__What you will do__
Set down all of the entries word for word, omitting the images they contain.

__Data for analysis__

________________________________________

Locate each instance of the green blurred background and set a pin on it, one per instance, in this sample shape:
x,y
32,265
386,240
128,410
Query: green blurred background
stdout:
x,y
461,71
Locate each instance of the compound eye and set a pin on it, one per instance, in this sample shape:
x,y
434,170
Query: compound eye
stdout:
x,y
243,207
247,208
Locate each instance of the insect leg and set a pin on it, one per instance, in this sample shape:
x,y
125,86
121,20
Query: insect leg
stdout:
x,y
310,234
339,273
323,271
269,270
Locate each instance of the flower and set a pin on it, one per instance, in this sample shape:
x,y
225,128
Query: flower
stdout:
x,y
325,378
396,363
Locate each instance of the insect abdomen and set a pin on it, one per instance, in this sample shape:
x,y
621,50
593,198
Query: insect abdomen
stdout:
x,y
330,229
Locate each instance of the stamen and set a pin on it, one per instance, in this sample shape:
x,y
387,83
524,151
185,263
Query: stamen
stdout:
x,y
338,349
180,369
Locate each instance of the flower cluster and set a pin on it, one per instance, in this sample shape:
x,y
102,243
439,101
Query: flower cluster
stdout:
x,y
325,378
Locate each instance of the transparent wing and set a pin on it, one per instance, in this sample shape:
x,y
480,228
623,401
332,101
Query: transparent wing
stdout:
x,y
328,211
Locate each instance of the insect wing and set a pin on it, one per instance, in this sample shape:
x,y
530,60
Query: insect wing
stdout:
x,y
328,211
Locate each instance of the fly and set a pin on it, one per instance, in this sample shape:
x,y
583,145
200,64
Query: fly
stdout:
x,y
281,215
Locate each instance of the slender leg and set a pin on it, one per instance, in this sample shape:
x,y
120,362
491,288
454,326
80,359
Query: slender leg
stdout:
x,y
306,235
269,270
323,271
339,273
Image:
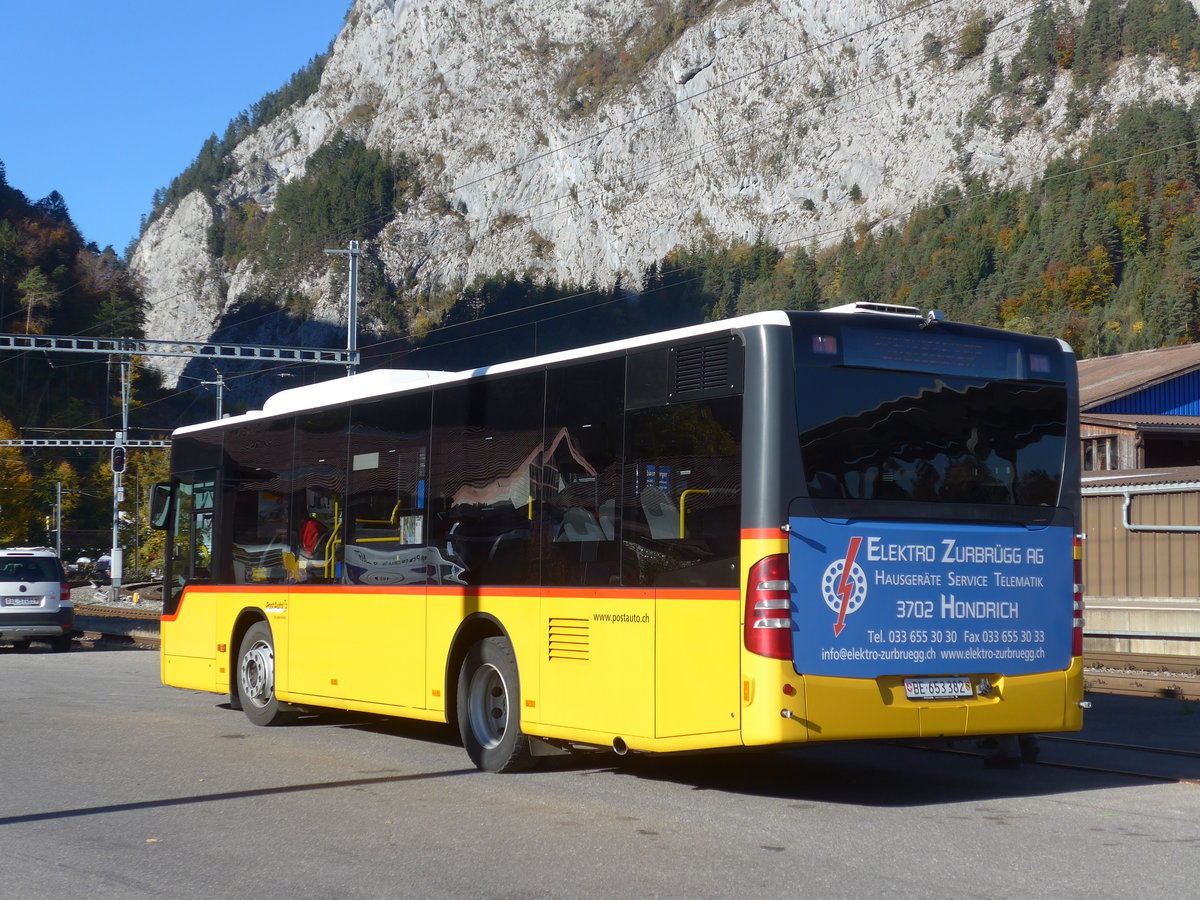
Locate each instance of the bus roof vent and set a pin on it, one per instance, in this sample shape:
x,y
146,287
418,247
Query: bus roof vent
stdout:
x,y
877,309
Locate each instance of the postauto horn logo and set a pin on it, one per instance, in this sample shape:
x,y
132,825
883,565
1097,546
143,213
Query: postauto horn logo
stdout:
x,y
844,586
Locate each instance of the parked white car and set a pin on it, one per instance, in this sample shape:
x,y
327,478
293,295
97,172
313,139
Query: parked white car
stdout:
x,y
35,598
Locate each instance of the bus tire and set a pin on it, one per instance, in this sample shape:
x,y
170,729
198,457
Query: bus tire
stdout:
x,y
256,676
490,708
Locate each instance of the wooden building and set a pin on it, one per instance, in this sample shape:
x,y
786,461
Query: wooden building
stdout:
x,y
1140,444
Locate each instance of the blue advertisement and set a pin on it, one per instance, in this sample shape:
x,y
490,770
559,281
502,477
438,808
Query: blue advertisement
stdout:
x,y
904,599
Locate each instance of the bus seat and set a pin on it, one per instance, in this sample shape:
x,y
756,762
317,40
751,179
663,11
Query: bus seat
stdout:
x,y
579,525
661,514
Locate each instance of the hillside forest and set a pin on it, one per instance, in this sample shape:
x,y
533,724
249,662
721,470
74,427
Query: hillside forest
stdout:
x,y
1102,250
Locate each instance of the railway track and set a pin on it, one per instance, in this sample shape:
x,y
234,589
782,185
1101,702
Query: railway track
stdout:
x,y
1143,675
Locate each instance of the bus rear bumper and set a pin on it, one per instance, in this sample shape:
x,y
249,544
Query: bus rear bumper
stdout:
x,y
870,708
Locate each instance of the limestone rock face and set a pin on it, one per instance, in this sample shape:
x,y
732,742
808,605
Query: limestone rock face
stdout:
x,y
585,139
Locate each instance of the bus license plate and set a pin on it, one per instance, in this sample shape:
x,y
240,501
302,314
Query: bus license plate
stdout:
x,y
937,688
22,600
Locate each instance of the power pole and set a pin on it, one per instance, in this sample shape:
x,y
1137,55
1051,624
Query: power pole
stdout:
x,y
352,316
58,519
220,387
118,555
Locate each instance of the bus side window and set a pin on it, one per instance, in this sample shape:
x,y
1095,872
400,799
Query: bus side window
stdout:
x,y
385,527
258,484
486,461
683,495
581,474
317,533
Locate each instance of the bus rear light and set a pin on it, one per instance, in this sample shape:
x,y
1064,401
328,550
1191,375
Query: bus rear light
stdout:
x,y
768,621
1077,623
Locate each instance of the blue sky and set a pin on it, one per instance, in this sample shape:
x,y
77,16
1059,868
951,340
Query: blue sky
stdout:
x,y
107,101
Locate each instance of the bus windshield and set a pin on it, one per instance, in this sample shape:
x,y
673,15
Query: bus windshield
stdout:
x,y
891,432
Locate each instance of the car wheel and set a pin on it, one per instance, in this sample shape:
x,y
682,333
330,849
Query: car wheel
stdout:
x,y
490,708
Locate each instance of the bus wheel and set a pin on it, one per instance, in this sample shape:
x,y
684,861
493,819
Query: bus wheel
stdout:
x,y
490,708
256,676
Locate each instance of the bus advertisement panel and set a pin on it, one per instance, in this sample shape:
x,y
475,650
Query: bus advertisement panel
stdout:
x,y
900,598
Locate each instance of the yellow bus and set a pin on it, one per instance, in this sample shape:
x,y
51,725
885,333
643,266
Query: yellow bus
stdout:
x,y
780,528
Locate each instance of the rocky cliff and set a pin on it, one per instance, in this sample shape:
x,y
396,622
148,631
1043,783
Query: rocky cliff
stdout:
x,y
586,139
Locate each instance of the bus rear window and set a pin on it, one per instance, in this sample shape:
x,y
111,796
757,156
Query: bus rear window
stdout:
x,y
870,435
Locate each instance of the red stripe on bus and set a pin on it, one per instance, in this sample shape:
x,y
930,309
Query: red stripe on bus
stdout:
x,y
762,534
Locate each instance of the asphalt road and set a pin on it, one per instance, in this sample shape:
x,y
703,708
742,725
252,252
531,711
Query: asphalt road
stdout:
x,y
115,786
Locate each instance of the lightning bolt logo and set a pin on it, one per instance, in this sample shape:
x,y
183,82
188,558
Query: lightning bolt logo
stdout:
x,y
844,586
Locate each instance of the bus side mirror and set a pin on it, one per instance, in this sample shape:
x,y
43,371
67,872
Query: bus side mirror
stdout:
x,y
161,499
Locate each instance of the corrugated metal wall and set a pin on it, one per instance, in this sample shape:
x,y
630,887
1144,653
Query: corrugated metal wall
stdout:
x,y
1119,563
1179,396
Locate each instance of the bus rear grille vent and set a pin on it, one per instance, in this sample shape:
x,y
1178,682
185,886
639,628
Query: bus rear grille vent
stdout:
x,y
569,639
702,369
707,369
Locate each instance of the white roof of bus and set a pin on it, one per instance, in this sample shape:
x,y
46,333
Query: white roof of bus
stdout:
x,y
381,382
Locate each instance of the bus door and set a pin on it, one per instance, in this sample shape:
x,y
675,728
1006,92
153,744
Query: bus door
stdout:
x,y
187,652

________________________________________

__Task response__
Locate each instance of the green blurred background and set a pin on it, one per instance, in this sample shape:
x,y
32,265
386,240
128,410
Query: green blurred background
stdout:
x,y
461,71
Locate each instance of the compound eye and set a pin on it, one per instance, in this sample shape:
x,y
434,170
Query: compound eye
stdout:
x,y
243,207
247,208
Locate each instance of the insect leg and set a pin on it, one per instance, in this sample shape:
x,y
125,86
121,20
Query: insect leg
stdout:
x,y
310,234
339,273
323,271
269,270
Locate each instance of the flower and set a pin on it, one per instance, in this sample shape:
x,y
225,128
Query: flower
stdout:
x,y
325,378
396,363
Locate each instance of the insect abdomen and set a pin on it, one per instance, in this sample shape:
x,y
621,50
593,198
Query: insect abdomen
stdout:
x,y
330,229
Locate each instance of the stamen and set a pin on it, one per instance, in this sample shape:
x,y
387,83
524,151
185,263
Query: stamen
stdout:
x,y
338,349
180,369
Locate each instance of the flower cluster and set a pin on it, one per instance, in this sample shape:
x,y
102,243
439,101
Query: flower cluster
stdout:
x,y
325,378
Locate each instance of the transparent wing and set a pin on it, one per instance, in this sample shape:
x,y
480,228
623,401
332,101
Query: transparent wing
stdout:
x,y
328,211
Locate each instance of the insect wing and set a pin on it, one per instance, in this sample shape:
x,y
530,60
Query: insect wing
stdout:
x,y
328,211
Locate each instance of the fly and set a pin on it, one per instance, in this sample shape:
x,y
583,145
200,64
Query: fly
stdout:
x,y
281,215
Locate each instance of the slender leg and set a pin on it, one per instance, in this sample shape:
x,y
120,362
491,288
454,326
80,359
Query: slender leg
stdout:
x,y
306,235
269,270
323,271
339,273
Image:
Locate each instance of the bus roof vent and set a pin on it, one per instance, in this sample shape:
x,y
146,287
418,247
Query: bus roof vent
stdout:
x,y
877,309
Locate each instance of the postauto horn logo and set a pin on it, one per instance, in this sample shape:
x,y
132,825
883,565
1097,546
143,213
Query: postauto horn logo
stdout:
x,y
844,586
Locate each instance of the parked white car and set a pin on it, one per instance, in this sample shape:
x,y
327,478
293,295
97,172
313,139
Query: parked white car
stdout:
x,y
35,598
Locate each instance of the bus tire and set a pin on it, one per instance, in this sample shape:
x,y
170,729
198,457
Query: bus tire
stdout:
x,y
256,676
490,708
Locate each instance of the wooden building and set a pin on it, one per instance, in this sample shape:
x,y
786,461
Query: wooden building
stdout:
x,y
1140,444
Locate each instance of the blue advertisement and set a pin on it, one per instance, in this sample shape:
x,y
490,770
559,281
502,477
438,808
Query: blue advertisement
stdout:
x,y
904,599
Locate each instance of the bus seat and set a pin on it, one per instance, in this sample shape:
x,y
756,762
317,40
751,179
663,11
Query: bus seat
stdout:
x,y
579,525
661,514
Locate each instance of the hillside forest and set a pin on it, one per instance, in this sample shape:
x,y
533,724
249,662
721,470
74,427
Query: hillside forest
stdout:
x,y
1102,250
Locate each instance of the railway track and set a pin on it, one per instance, in this sample shape:
x,y
234,589
782,185
1101,702
Query: railway track
stdout:
x,y
1143,675
Locate each instance of the bus rear bumper and set a pin on it, one per instance, in this sample shape:
x,y
249,544
Query: bus rear bumper
stdout:
x,y
870,708
Locate each instance of the limestone rock face and set a pin on it, one per instance, in this sample shape:
x,y
732,742
808,605
Query: limestone rock face
stdout:
x,y
585,139
Locate each instance of the bus license plate and set a pin on it, one per instance, in this sample shape:
x,y
240,501
302,314
Query: bus license plate
stdout:
x,y
937,688
22,600
Locate each instance of the power pole and set a pin on it, one per instance, in this sample shape:
x,y
1137,55
1051,624
Query: power pole
stdout:
x,y
352,316
58,519
220,387
118,555
Locate each instance of the bus side window and set a pin on it, one per instance, in this sample shape:
x,y
1095,872
400,799
Query: bus side window
stdout:
x,y
385,527
258,484
486,461
683,495
581,474
317,533
Locate each instance of the bus rear light and set a pin on it, one per instance, in this sample shape:
x,y
1064,401
328,550
1191,375
Query: bus rear light
stdout:
x,y
768,621
1077,623
Locate each instance of the blue sky and set a pin on it, one per instance, in this sample shape:
x,y
77,16
1059,868
951,340
Query: blue sky
stdout:
x,y
107,101
Locate each instance of the bus windshield and set a pin on it, one per instance, in this sample shape:
x,y
673,15
Query: bus windshield
stdout:
x,y
891,432
Locate each instance of the car wheel and set a pin on it, one per instance, in this sample shape:
x,y
682,333
330,849
Query: car wheel
stdout:
x,y
490,708
Locate each instance of the bus wheel and set a pin on it, one per instance, in this sample shape:
x,y
684,861
493,819
Query: bus wheel
stdout:
x,y
490,708
256,676
Locate each instance of the bus advertisement panel and set a pin on it, one per instance, in this sample shape:
x,y
475,650
Query: bus advertisement panel
stdout:
x,y
900,598
Locate each instance of the yellow bus and set a pin on it, one per instance, in this sample shape:
x,y
51,725
885,333
643,266
Query: yellow bus
stdout:
x,y
780,528
Locate each instance of the rocky cliff and set a pin on it, one per instance, in this sample shape:
x,y
396,622
148,631
1043,783
Query: rocky cliff
stdout:
x,y
586,139
Locate each instance of the bus rear window and set a pin on it, one per instance, in this sample shape:
x,y
111,796
757,156
Query: bus rear window
stdout:
x,y
870,435
Locate each instance of the red stripe on bus and set a pin on it, one per instance, in this sample shape:
x,y
930,309
Query: red stripe on bus
stdout:
x,y
762,534
Locate each instance of the asphalt road and set a pin on it, one per instance, in this sample shape:
x,y
703,708
742,725
252,252
531,711
Query: asphalt road
stdout:
x,y
115,786
Locate each instance of the lightning bolt logo and set a pin on it, one per instance, in this sample shape:
x,y
183,82
188,558
Query: lightning bolt logo
stdout:
x,y
844,586
Locate each instance of the bus side mirror and set a pin on it, one per instance, in this sample shape:
x,y
43,371
67,872
Query: bus side mirror
stdout:
x,y
161,499
Locate each instance of the corrugated metal wall and set a pin on it, one per instance, in this sample shape:
x,y
630,887
1144,653
Query: corrugated metal wall
stdout:
x,y
1119,563
1179,396
Locate each instance of the bus rear grille vent and set a pin on it, one per instance, in this sample shape:
x,y
1178,682
185,886
639,628
Query: bus rear grille vent
stdout:
x,y
569,639
702,369
707,369
Locate each instance of the white roof of bus and set a pin on it, one per instance, in this sample shape:
x,y
46,333
Query: white roof of bus
stdout:
x,y
381,382
Locate each instance of the bus door and set a pin on it, one per instance, in this sample shape:
x,y
675,728
1006,92
153,744
Query: bus door
stdout:
x,y
187,652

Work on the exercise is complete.